## Supplied passage
— START —
RandomForest model generated the least misclassifications summing up to 261. Although, it is the most complicated of models it seemed to perform the best. However, the difference in number of misclassifications is so small that it does not influence predictions. All of the models ended up with misclassification rate of less than 2%. Such results suggest that predicting fail or success of a startup is highly accurate. However, the results imply that model expected status of all rows of data to “operating”. This seems to be quite odd and suggests a flaw in the model. Therefore, I decided to create another randomForest model and increased number of trees to 200.

#Using the code below, Then using status as my target variable and rest of variables from train dataset as covariates I created  a RandomForest model with 200 trees.
rf_model1 <- randomForest(status ~category_code+continent+funding_rounds+funding_total_usd+milestones+relationships+TimeDiff2+TimeDiff3+TimeDiff4+TimeDiff5+TimeDiff6+TimeDiff7+TimeDiff8+TimeDiff10, 
                         data = train, 
                         importance = TRUE, 
                         ntree = 200,
                         control = rpart.control(minsplit = 2, cp = 0))
rf_pred1 <- predict(rf_model1, test)
head(rf_pred1)
##         4        19        29        33        46        54 
## operating operating operating operating operating operating 
## Levels: closed operating
table(test$status, rf_pred1, dnn = c("True", "Pred"))
##            Pred
## True        closed operating
##   closed         0       262
##   operating      0     19394
sum(test$status != rf_pred1)
## [1] 262

Increasing number of trees did not improve the predictions. The number of misclassified observations remained the same and still the model predicted all the startups in the testing set to operate.

Summary

The problem statement

When setting up a new business entity, startups’ founders have to consider several factors that will affect their companies.There are many challenges waiting for brand-new startups, which lead to unmanageable situations and effectively to closure or bankruptcy. Reducing risk of startup getting closed is not only important for its founder and employees, but also for the people and entities that invested in it. While gaining no profit, investors would lose their invested capital. On the other hand, founders would lose their own resources and comitted time, as well as reputation which is important in acquiring new funds.By using data analysis to draw conclusions, the objective of this study was to help mitigate the risk posed to investors and owners in case of startup going bankrupt.
— END —
## Dataset records on object locations
— START —
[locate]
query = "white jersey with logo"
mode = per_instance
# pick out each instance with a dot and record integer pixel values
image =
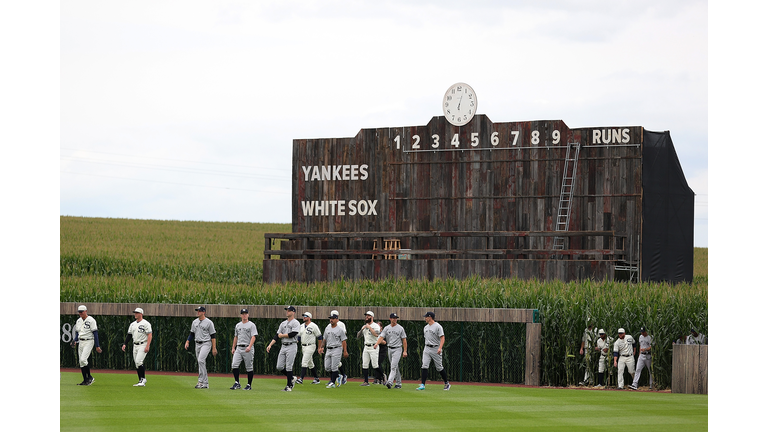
(309, 333)
(85, 328)
(140, 330)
— END —
## Tasks to perform
1. List the named arguments, each with its value, that the startup-status modeling write-up passes to randomForest when it builds rf_model1.
2. Continue the startup-status modeling write-up after its last sentence.

## Answers in order
1.
- data = train
- importance = TRUE
- ntree = 200
- control = rpart.control(minsplit = 2, cp = 0)

2.
Addressing the Problem Statement

Because of the great risk involved in establishing a new startup, I performed data analysis to find relationships that can aid its founders in avoiding unnecessary risk in conducting company’s operations. In particular, I analyzed a data set containing information about startups, obtained from the kaggle website. The data set consists of 11 tables and 154 columns which gather data about offices, employees, relationships, funds gathered, investments, acquisitions and ipos of almost 130,000 startups from all around the world. In analyzing this data set, I created scatter plots, tables, histograms, frequency graphs,maps, and other graphical displays to find relationships between status and startups’ various characteristics. I also uncovered new information from the data set by creating new variables, splitting the data, and grouping the data. Startup owners can use these relationships and new insights to adjust their decisions involving company’s operations. To further help owners and potential investors develop strategic decisions, I used regression (in particular logistic regression), bagging, decision trees, and random forests analyses to create models that predict whether a startup is likely to become successful and continue its operations.

Insights Provided by Analysis

By examining plots in Tableau, I drew following conclusions:

  • Only 2% of all startups in the dataset got closed. This may imply that problem is marginal, however, it is not known whether all closures and bankruptcies were registered in this dataset. In reality, the share of defaulting startups may be much higher, but obtaining data about closed companies that existed for very short time may be impossible.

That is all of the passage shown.